=== Items ===
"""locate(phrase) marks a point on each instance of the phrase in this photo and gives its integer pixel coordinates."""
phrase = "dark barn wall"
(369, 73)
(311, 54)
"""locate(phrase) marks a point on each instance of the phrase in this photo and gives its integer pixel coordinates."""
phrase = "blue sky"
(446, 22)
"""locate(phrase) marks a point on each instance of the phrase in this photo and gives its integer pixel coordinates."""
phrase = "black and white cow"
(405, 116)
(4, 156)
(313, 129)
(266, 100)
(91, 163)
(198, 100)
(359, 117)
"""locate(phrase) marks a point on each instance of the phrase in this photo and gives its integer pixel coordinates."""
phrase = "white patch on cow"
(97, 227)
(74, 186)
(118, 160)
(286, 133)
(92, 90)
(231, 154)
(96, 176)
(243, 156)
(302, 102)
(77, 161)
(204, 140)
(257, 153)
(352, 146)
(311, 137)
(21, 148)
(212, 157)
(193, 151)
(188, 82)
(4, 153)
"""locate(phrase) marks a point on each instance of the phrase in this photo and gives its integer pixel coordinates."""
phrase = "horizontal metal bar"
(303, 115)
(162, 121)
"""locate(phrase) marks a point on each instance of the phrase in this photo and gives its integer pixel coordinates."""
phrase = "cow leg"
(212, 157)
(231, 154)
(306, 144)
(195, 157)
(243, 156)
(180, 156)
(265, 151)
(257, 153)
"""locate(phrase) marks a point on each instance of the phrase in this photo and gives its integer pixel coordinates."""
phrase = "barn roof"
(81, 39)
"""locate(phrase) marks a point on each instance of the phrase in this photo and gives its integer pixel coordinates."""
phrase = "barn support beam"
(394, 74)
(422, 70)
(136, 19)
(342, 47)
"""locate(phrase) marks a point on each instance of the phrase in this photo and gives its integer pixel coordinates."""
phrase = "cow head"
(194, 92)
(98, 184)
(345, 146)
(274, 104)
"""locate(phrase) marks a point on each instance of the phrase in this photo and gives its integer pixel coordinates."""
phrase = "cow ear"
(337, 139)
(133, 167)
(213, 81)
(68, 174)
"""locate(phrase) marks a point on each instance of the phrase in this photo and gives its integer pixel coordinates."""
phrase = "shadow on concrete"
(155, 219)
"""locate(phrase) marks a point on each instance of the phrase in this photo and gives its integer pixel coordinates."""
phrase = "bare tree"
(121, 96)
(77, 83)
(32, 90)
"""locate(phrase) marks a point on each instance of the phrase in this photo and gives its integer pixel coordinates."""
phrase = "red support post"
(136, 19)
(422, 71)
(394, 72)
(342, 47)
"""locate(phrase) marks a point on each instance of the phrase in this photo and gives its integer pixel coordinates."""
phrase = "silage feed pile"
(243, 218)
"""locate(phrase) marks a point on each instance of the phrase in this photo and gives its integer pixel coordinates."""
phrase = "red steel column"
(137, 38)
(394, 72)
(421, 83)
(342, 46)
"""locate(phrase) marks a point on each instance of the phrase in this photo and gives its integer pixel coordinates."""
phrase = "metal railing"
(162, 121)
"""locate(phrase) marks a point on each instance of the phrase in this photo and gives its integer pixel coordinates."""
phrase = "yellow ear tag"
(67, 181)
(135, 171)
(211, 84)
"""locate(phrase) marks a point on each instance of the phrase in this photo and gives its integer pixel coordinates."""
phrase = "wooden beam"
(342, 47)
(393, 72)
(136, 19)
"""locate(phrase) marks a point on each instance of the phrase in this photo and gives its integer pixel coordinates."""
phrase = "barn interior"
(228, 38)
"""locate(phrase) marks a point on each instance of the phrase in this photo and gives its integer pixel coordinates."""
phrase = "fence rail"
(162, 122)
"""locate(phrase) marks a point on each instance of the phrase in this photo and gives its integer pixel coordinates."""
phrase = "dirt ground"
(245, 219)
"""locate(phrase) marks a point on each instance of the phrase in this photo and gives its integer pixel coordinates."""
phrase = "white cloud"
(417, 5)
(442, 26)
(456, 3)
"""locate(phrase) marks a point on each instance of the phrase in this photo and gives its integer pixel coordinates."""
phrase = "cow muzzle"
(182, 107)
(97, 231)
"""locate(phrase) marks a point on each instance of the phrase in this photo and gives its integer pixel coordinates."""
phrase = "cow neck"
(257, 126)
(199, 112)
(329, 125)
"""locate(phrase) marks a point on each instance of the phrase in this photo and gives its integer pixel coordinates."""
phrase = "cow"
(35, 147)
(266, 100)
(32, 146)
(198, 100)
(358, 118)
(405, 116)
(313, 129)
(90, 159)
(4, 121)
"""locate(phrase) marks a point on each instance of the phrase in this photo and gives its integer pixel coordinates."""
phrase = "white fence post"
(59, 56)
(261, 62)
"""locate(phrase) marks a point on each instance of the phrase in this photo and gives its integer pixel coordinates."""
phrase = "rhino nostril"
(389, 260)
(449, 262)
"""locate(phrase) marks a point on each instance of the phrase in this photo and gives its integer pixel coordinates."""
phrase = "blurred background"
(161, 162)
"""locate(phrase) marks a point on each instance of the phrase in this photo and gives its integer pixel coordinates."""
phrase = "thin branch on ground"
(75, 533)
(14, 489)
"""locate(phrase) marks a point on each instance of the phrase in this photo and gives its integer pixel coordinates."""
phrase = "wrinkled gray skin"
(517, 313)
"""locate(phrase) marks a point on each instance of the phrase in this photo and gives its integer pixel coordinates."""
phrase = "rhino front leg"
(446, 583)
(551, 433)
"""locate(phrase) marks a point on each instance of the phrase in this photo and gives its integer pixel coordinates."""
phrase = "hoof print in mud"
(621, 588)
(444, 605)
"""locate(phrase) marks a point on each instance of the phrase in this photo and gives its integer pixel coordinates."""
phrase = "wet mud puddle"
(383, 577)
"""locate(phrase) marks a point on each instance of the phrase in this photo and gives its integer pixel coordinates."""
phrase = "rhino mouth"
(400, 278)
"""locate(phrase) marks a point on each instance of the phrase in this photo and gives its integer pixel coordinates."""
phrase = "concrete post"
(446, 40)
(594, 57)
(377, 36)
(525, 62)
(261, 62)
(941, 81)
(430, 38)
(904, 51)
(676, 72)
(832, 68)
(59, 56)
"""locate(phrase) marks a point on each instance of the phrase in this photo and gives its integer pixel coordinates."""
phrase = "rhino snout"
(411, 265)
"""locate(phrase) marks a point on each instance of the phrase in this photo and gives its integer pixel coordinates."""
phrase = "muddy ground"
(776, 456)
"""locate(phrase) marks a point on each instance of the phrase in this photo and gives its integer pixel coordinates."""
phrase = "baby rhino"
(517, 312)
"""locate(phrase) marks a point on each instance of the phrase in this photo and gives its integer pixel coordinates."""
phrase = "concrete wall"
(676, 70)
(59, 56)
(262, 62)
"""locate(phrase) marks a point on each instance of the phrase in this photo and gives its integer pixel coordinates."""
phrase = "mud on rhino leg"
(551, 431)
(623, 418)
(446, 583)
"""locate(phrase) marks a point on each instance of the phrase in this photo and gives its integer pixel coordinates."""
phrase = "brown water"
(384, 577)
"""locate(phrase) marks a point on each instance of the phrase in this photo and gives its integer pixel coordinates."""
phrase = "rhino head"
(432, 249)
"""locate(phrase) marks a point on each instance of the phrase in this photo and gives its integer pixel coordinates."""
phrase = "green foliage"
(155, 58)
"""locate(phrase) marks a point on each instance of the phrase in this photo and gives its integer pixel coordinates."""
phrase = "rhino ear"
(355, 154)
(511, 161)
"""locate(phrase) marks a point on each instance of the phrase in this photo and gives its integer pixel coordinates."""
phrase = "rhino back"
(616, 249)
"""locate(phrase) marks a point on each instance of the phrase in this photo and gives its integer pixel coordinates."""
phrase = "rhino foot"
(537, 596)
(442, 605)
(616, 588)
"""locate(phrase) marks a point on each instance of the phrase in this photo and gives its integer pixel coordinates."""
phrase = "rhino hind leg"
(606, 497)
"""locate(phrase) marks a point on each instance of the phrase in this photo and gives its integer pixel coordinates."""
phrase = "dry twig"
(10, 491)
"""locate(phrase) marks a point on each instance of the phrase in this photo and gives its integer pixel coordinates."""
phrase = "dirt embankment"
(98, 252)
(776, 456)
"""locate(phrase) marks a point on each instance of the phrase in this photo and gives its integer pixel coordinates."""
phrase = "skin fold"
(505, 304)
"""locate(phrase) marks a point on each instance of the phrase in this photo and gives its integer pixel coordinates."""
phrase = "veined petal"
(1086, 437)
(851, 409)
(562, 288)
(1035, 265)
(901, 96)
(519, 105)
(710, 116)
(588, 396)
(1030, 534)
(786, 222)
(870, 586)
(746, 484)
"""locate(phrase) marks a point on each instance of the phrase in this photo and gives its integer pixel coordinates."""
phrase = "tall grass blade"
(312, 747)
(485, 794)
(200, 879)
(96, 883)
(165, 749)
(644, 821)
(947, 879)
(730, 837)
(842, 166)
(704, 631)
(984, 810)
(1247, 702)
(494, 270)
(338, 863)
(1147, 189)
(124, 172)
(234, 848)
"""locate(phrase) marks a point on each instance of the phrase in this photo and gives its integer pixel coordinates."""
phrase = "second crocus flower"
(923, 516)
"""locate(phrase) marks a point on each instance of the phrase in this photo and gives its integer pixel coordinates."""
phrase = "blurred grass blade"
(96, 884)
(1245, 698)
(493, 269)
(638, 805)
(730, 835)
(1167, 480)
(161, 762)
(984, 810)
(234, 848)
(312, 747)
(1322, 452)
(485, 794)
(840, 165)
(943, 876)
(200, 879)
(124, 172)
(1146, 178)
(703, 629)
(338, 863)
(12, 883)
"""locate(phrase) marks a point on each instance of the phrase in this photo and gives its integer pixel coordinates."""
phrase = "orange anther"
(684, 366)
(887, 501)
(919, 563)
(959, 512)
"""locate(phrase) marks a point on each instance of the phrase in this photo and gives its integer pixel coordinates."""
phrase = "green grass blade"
===
▶ Instructions for the task: Count the lines in the entries above that contain the word "dirt", and reply with only that number.

▶ The reply: 2